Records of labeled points
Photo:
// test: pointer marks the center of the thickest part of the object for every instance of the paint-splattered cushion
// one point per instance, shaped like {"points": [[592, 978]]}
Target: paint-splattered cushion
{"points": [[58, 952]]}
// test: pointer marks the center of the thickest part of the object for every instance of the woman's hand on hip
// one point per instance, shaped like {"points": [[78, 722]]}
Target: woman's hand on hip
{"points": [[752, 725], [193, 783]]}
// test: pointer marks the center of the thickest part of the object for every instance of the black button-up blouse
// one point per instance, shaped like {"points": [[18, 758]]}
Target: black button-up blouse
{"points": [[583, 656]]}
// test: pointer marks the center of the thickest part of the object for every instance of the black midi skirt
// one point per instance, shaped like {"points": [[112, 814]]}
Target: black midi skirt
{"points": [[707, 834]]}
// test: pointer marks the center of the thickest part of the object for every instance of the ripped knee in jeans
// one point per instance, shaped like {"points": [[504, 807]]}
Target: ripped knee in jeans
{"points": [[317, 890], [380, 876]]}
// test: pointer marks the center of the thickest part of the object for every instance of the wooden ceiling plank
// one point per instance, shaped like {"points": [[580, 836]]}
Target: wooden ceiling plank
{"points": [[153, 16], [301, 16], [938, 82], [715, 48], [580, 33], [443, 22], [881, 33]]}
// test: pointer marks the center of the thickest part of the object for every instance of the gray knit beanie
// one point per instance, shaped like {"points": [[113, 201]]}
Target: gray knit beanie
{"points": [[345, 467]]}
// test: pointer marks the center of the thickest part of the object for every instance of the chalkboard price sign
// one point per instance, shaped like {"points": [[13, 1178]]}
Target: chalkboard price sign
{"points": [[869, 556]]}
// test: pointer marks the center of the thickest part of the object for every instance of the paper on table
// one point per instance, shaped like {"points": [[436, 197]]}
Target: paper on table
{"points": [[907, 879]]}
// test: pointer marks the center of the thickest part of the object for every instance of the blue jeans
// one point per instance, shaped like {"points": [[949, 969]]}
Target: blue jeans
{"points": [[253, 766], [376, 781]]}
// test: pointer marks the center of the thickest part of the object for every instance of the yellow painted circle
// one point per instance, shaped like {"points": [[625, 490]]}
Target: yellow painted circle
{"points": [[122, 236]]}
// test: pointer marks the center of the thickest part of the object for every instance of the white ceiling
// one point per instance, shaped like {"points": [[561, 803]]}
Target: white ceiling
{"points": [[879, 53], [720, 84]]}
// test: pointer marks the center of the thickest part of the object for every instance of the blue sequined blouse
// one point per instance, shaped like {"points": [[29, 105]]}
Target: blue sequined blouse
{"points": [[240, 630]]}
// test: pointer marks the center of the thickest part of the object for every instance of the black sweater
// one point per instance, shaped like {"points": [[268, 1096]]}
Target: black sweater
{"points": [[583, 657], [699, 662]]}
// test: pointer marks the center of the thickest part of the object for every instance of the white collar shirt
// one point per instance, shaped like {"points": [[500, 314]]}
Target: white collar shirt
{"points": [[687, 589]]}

CHALLENGE: Duplicate the listing from the line containing "the blue sequined blouse" through the end of the listing, including both of those lines.

EXERCISE ANSWER:
// test: pointer marks the center of the thickest part of the object for every instance of the blue sequined blouse
// one point per instance, shaped like {"points": [[29, 105]]}
Target: blue sequined blouse
{"points": [[240, 630]]}
// test: pointer marks the center of the thickest part of the object for every instance of the black sweater
// one point per instance, shaped like {"points": [[268, 1096]]}
Target: black sweater
{"points": [[583, 657], [699, 662]]}
// test: pointer marks the center of the thickest part of the object for every instance of the white collar shirt
// one point per instance, shaped like {"points": [[500, 314]]}
Target: white collar shirt
{"points": [[687, 589]]}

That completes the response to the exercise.